■ Your objective ■
Pick out every line of the records below that contains the string "container", matching case exactly, and copy each one.

■ Working data ■
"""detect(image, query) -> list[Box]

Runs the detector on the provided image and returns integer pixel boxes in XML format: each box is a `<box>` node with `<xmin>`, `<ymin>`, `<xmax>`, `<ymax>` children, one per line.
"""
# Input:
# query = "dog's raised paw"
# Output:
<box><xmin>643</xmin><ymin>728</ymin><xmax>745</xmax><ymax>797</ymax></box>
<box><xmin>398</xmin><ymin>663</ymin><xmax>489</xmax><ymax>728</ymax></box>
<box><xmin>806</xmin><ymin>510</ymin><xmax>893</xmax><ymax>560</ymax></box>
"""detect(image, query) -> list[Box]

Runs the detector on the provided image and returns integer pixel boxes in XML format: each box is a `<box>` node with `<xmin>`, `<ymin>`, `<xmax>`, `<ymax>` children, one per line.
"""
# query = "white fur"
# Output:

==

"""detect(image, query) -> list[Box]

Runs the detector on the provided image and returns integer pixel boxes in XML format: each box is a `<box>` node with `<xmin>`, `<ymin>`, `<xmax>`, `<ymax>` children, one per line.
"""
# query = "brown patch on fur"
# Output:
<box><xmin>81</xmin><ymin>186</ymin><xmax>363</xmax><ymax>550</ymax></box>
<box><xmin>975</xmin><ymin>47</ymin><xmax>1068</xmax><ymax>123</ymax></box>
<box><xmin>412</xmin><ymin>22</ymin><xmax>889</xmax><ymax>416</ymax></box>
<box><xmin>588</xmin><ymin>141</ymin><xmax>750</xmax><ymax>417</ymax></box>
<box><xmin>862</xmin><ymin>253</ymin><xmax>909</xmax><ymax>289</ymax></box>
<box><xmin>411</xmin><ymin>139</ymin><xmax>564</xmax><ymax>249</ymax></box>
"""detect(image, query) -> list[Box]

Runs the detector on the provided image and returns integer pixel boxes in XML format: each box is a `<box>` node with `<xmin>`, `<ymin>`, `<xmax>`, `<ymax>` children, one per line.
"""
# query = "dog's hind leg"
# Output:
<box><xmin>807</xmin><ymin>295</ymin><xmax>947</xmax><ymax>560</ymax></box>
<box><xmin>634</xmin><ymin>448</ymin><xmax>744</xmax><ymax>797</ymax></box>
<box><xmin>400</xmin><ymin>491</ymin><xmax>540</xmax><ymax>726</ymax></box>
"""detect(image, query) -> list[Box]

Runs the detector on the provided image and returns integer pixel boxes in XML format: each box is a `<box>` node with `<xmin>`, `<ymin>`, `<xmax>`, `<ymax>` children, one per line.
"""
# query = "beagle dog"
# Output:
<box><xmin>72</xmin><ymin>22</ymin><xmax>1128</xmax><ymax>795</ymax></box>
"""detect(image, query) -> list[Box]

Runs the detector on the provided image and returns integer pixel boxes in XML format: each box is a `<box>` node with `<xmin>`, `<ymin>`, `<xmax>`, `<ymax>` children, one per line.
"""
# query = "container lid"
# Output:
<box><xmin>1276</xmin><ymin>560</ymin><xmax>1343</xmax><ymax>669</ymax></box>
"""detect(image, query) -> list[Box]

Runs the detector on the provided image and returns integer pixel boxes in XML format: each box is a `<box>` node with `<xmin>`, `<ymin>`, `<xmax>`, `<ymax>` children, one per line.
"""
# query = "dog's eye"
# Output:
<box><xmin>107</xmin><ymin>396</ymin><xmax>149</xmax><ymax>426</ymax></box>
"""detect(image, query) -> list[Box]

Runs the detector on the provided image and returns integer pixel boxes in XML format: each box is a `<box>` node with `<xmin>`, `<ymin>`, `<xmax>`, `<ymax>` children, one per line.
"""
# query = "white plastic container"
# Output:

■ Complete output ■
# query = "container lid"
# query = "white plastic container"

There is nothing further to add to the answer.